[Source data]

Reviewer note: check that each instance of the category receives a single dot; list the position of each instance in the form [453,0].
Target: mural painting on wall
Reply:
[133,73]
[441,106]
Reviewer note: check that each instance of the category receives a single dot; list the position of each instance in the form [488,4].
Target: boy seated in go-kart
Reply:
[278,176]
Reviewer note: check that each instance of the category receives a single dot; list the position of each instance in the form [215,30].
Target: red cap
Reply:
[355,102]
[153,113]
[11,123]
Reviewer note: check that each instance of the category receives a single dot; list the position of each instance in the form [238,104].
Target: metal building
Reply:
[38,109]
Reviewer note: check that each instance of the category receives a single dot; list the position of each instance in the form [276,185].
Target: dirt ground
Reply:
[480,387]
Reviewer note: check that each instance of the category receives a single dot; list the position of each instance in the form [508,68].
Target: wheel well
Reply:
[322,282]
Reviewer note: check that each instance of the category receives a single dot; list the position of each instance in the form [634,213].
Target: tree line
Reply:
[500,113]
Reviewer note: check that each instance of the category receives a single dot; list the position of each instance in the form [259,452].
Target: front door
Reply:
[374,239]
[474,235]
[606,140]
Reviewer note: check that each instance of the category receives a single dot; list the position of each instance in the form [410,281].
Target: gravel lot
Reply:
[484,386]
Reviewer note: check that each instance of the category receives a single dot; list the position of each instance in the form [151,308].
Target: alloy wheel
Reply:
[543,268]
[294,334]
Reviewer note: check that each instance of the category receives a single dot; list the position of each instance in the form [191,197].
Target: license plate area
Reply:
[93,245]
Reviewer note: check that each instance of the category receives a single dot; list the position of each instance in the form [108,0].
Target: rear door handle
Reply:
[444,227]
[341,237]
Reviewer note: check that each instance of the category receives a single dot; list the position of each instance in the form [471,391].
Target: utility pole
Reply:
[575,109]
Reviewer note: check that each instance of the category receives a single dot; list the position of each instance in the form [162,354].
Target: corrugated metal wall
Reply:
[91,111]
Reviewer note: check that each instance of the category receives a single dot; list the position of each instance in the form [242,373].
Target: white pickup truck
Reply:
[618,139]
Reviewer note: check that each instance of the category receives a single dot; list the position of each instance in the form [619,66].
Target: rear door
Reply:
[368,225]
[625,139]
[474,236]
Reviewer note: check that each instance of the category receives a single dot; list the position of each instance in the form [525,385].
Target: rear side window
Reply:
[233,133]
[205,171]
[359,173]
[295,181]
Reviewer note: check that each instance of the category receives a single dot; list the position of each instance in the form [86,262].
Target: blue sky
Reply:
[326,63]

— Goal —
Print out every entry, keeping each one exact.

— Task solution —
Reviewer note: check that each instance of the category receives a single dot; list the position of each instance in the form [453,0].
Target: mural painting on wall
Reply:
[133,73]
[441,106]
Reviewer note: check that each instance of the category receives a single dot; list the position of each instance in the form [488,4].
Target: boy seated in go-kart
Reply:
[278,176]
Reviewer note: check that each instance of the category receives a single dot; list the position of each instance in the form [215,30].
Target: red cap
Reply:
[355,102]
[153,113]
[11,123]
Reviewer note: check that each instance of the category receives a single dot; list the position of each instance in the form [238,104].
Target: metal building
Reply:
[38,109]
Reviewer note: check that each instance of the category receives a single dot; list the position of each instance in the form [276,185].
Target: dirt ground
Reply:
[480,387]
Reviewer note: check that each instance of the category receives a single dot; list the position of each instance in the form [508,68].
Target: wheel well
Reply:
[322,282]
Reviewer note: check that each instance of the category receives a single dot; list the position of each instance in the form [634,213].
Target: tree line
Reply:
[500,113]
Reviewer note: check that each instance of the category receives a single dot; list the position of each instance in the form [259,452].
Target: front door
Reply:
[374,239]
[474,235]
[606,140]
Reviewer note: check that each instance of the category receives a single dot; list the position of each instance in the form [410,281].
Target: gravel lot
Reply:
[484,386]
Reviewer note: check that each instance of the category receives a single dot; list the position of each instance in the form [151,308].
Target: alloy wheel
Reply:
[543,268]
[294,334]
Reviewer note: check that each instance of the category receives a single dot; list the position of each instance in the form [191,197].
Target: license plate area
Reply:
[93,245]
Reviewer note: check that each instance of the category receives a single dot; list the position of each instance in the form [108,0].
Target: rear door handle
Reply:
[444,227]
[341,237]
Reviewer note: check that each instance of the category receives a single dot; list the position of each instance in the form [471,391].
Target: utility pole
Reply:
[575,109]
Reviewer note: check that each instance of the category receives a single dot; list the position of each instance in the form [162,354].
Target: corrugated metal wall
Reply:
[91,111]
Reviewer note: check that each instance of the category receives a single dot; list the position of each instance in the form [242,373].
Target: white pickup truck
Reply:
[618,139]
Reviewer note: check that each instance of the category receives a single dot; list the position of each instance in the form [619,66].
Target: rear door
Reply:
[368,225]
[625,139]
[474,236]
Reviewer note: check that each instance of the category receives a single dot; list the position of each instance in the form [525,385].
Target: rear side window
Reply:
[233,133]
[205,171]
[359,173]
[295,181]
Reviewer note: check that each instance of the category receives a single dot; list the position of each instance in the form [86,262].
Target: blue sky
Reply:
[326,63]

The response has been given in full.